═══ Supplied information ═══

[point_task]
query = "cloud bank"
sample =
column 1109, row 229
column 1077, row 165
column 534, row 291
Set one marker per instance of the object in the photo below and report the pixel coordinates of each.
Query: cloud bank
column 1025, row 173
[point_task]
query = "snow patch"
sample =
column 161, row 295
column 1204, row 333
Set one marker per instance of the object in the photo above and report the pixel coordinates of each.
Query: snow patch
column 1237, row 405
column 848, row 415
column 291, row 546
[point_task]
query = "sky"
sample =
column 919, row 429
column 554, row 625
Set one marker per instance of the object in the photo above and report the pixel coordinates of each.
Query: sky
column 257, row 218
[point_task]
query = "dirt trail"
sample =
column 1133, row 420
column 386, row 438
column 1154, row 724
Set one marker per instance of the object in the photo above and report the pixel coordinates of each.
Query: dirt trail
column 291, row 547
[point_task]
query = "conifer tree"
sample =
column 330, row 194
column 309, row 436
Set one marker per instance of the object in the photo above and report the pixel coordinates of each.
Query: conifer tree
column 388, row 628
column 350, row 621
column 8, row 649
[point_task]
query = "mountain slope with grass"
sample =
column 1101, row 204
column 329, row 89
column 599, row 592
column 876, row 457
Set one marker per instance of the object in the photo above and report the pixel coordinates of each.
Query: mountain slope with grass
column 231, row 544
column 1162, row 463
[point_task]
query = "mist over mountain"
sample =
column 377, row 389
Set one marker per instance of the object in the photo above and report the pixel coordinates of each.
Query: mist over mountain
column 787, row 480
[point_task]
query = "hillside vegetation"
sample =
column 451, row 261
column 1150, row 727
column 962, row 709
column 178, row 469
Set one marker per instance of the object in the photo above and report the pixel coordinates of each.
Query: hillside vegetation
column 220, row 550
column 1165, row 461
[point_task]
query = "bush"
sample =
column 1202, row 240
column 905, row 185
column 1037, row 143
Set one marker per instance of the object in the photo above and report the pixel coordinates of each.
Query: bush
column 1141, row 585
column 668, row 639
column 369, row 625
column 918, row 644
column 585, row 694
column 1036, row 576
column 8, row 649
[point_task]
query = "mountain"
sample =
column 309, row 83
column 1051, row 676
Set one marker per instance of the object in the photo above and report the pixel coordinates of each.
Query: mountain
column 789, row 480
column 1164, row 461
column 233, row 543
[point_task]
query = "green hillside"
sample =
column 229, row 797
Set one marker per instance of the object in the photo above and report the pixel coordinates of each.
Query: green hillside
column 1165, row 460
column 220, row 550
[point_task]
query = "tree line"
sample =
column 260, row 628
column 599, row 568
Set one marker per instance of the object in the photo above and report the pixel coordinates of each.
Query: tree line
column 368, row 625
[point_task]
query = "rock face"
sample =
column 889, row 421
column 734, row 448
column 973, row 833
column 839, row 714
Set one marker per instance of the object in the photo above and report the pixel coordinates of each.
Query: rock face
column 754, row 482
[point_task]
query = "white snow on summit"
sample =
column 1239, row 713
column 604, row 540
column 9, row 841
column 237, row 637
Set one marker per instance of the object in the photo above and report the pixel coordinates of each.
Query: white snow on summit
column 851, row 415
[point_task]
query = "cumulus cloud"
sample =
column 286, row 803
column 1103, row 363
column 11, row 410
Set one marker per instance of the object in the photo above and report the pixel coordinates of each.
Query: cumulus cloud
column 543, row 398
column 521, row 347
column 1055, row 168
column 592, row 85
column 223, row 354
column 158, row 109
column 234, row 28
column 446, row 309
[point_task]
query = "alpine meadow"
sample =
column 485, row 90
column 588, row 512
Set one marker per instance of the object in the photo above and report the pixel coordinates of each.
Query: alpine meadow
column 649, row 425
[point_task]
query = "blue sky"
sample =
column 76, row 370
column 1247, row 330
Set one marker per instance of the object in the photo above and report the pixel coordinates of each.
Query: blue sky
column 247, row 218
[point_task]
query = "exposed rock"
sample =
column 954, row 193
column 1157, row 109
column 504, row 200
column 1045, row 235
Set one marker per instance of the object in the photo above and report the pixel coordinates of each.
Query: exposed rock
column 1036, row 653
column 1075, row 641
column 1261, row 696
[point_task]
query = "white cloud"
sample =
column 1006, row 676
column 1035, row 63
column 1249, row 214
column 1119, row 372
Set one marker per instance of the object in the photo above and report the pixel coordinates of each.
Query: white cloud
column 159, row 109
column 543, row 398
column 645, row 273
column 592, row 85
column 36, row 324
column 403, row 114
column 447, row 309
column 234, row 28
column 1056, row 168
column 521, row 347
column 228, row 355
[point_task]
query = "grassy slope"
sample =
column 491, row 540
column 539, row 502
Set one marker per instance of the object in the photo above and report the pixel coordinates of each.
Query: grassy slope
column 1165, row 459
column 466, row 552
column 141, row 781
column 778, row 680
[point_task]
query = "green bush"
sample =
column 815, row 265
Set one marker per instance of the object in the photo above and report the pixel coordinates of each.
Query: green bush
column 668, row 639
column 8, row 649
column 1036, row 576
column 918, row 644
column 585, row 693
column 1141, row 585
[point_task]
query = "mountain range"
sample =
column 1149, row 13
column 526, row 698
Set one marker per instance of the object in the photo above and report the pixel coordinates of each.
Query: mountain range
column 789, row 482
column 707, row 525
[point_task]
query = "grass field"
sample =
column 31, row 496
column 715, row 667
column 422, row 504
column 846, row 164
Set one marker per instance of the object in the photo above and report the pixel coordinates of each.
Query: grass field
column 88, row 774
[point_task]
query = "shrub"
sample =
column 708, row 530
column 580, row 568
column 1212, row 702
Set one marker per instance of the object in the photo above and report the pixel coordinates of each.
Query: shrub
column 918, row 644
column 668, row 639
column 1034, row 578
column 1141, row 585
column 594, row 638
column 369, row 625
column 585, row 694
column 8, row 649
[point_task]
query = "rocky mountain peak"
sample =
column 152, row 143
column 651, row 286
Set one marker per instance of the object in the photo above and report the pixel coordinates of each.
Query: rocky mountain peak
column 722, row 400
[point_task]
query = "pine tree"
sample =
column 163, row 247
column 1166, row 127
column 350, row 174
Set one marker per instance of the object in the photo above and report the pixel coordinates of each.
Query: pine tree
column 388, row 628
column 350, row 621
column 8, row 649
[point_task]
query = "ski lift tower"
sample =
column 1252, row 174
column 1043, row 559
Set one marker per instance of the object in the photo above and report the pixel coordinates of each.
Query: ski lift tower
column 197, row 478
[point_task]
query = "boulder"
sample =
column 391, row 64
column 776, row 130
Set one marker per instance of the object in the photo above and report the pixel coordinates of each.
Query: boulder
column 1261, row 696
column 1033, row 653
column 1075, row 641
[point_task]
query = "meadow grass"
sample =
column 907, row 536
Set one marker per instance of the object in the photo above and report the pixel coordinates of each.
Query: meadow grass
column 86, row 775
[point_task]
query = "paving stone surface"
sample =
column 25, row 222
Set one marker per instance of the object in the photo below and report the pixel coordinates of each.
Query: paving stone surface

═══

### Job:
From the listing above, extract all records word for word.

### Task answer:
[point_task]
query = "cloud bank"
sample =
column 1109, row 229
column 1077, row 165
column 534, row 291
Set one marker per instance of the object in the photo below and report the pixel coordinates of each.
Query: cloud bank
column 1025, row 173
[point_task]
query = "snow patch"
sample =
column 161, row 295
column 1204, row 333
Set one marker per instance of the object in the photo above and report the pixel coordinates of each.
Query: snow patch
column 1237, row 405
column 848, row 415
column 291, row 546
[point_task]
query = "sky"
sample =
column 919, row 429
column 554, row 625
Set one marker per instance of the object in the photo above and report the pixel coordinates of each.
Query: sky
column 257, row 218
[point_task]
query = "dirt trail"
sample =
column 1133, row 420
column 386, row 438
column 1154, row 724
Set one marker per instance of the object in the photo above and report the pixel coordinates of each.
Query: dirt trail
column 291, row 547
[point_task]
query = "conifer tree"
sample =
column 330, row 194
column 309, row 436
Set one marker per instance of the object in the photo above and report the pixel coordinates of each.
Query: conifer tree
column 388, row 628
column 350, row 621
column 8, row 649
[point_task]
query = "mountain slope with grass"
sample =
column 1101, row 204
column 329, row 89
column 599, row 592
column 876, row 457
Set one marker per instance of the object in the photo above and report the pixel coordinates of each.
Query: mountain slope with grass
column 231, row 544
column 1162, row 463
[point_task]
query = "mist over mountain"
sample =
column 377, row 389
Set one marker per instance of the object in the photo above and report the pixel coordinates of each.
Query: mist over mountain
column 787, row 480
[point_task]
query = "hillside vegetation"
sample =
column 451, row 261
column 1150, row 727
column 962, row 709
column 178, row 469
Set one marker per instance of the object in the photo above and report the pixel coordinates of each.
Query: hillside vegetation
column 220, row 550
column 1165, row 461
[point_task]
query = "bush"
sample =
column 1202, row 240
column 905, row 185
column 1037, row 143
Set one marker per instance of the object in the photo above and report the pixel coordinates of each.
Query: bush
column 1141, row 585
column 668, row 639
column 369, row 625
column 918, row 644
column 585, row 694
column 1036, row 576
column 8, row 649
[point_task]
query = "mountain"
sample =
column 309, row 83
column 1051, row 676
Set one marker per instance of the object in the photo above and report the pixel coordinates of each.
Query: mountain
column 789, row 480
column 1164, row 461
column 233, row 543
[point_task]
query = "green hillside"
sample =
column 229, row 797
Set one marker per instance of the object in the photo above and report the pixel coordinates of each.
Query: green hillside
column 1165, row 460
column 220, row 550
[point_task]
query = "tree line"
sample =
column 260, row 628
column 599, row 568
Set one marker per instance of the object in the photo above and report the pixel coordinates of each.
Query: tree line
column 368, row 625
[point_task]
query = "rock face"
sample =
column 889, row 421
column 734, row 448
column 973, row 833
column 839, row 714
Set one marker per instance of the object in the photo above and report the pixel coordinates of each.
Query: rock face
column 754, row 482
[point_task]
query = "white snow on summit"
sample =
column 1239, row 713
column 604, row 540
column 9, row 841
column 237, row 637
Set one marker per instance of the object in the photo above and report the pixel coordinates of each.
Query: white snow on summit
column 851, row 415
[point_task]
query = "cumulus cloud"
sample =
column 286, row 803
column 1103, row 363
column 11, row 410
Set one marker per instance of the object in the photo above and report the pixel coordinates of each.
Query: cumulus cloud
column 543, row 398
column 521, row 347
column 1055, row 168
column 592, row 85
column 223, row 354
column 158, row 109
column 234, row 28
column 446, row 309
[point_task]
query = "alpine meadow"
sample =
column 485, row 90
column 588, row 512
Set one marker per instance of the object in the photo above and report the pixel coordinates of each.
Query: alpine meadow
column 649, row 425
[point_task]
query = "blue sky"
sample =
column 76, row 370
column 1247, row 330
Set one marker per instance of the object in the photo above and report the pixel coordinates of each.
Query: blue sky
column 247, row 218
[point_task]
query = "exposed rock"
sample =
column 954, row 193
column 1157, row 109
column 504, row 200
column 1045, row 235
Set one marker per instance of the object in the photo above and report the pixel coordinates of each.
Query: exposed rock
column 1036, row 653
column 1075, row 641
column 1261, row 696
[point_task]
query = "white cloud"
sample =
column 1006, row 676
column 1035, row 63
column 1249, row 214
column 1119, row 372
Set one marker per instance of the object in the photo above and report the pixel coordinates of each.
Query: white cloud
column 159, row 109
column 543, row 398
column 645, row 273
column 592, row 85
column 36, row 324
column 403, row 114
column 447, row 309
column 234, row 28
column 1056, row 168
column 521, row 347
column 228, row 355
[point_task]
query = "grassy slope"
sample =
column 491, row 540
column 539, row 502
Set one marker per instance of the object in the photo above and report the pixel coordinates of each.
Query: grassy slope
column 1165, row 459
column 466, row 552
column 141, row 781
column 778, row 680
[point_task]
query = "green bush"
sample =
column 815, row 265
Set one marker per instance of the object in the photo above and report the pixel coordinates of each.
Query: green bush
column 668, row 639
column 8, row 649
column 1036, row 576
column 918, row 644
column 585, row 693
column 1141, row 585
[point_task]
query = "mountain range"
sample =
column 1149, row 13
column 526, row 698
Set one marker per instance of the object in the photo above and report the pixel coordinates of each.
Query: mountain range
column 789, row 482
column 707, row 525
[point_task]
query = "grass field"
sample =
column 31, row 496
column 715, row 667
column 422, row 504
column 846, row 164
Set one marker per instance of the object in the photo above and report the pixel coordinates of each.
Query: grass field
column 88, row 774
[point_task]
query = "shrub"
sample =
column 708, row 530
column 580, row 568
column 1212, row 702
Set one marker per instance of the object in the photo above and report the pixel coordinates of each.
Query: shrub
column 918, row 644
column 668, row 639
column 1034, row 578
column 1141, row 585
column 594, row 638
column 369, row 625
column 585, row 694
column 8, row 649
[point_task]
query = "rocky mountain peak"
sample =
column 152, row 143
column 651, row 286
Set one marker per instance of the object in the photo above and report the pixel coordinates of each.
Query: rocky mountain peak
column 722, row 400
[point_task]
query = "pine tree"
sample =
column 163, row 247
column 1166, row 127
column 350, row 174
Set one marker per instance of the object in the photo above and report the pixel coordinates of each.
Query: pine tree
column 388, row 628
column 350, row 621
column 8, row 649
[point_task]
query = "ski lift tower"
sample =
column 1252, row 174
column 1043, row 559
Set one marker per instance of the object in the photo above and report the pixel coordinates of each.
Query: ski lift tower
column 197, row 478
[point_task]
query = "boulder"
sample =
column 391, row 64
column 776, row 130
Set one marker per instance of the object in the photo above and report the pixel coordinates of each.
Query: boulder
column 1261, row 696
column 1033, row 653
column 1075, row 641
[point_task]
query = "meadow grass"
sample =
column 907, row 536
Set one marker per instance of the object in the photo above and report the pixel coordinates of each.
Query: meadow grass
column 86, row 775
[point_task]
query = "paving stone surface"
sample =
column 25, row 222
Set one marker per instance of the object in the photo below and report the pixel coordinates of each.
Query: paving stone surface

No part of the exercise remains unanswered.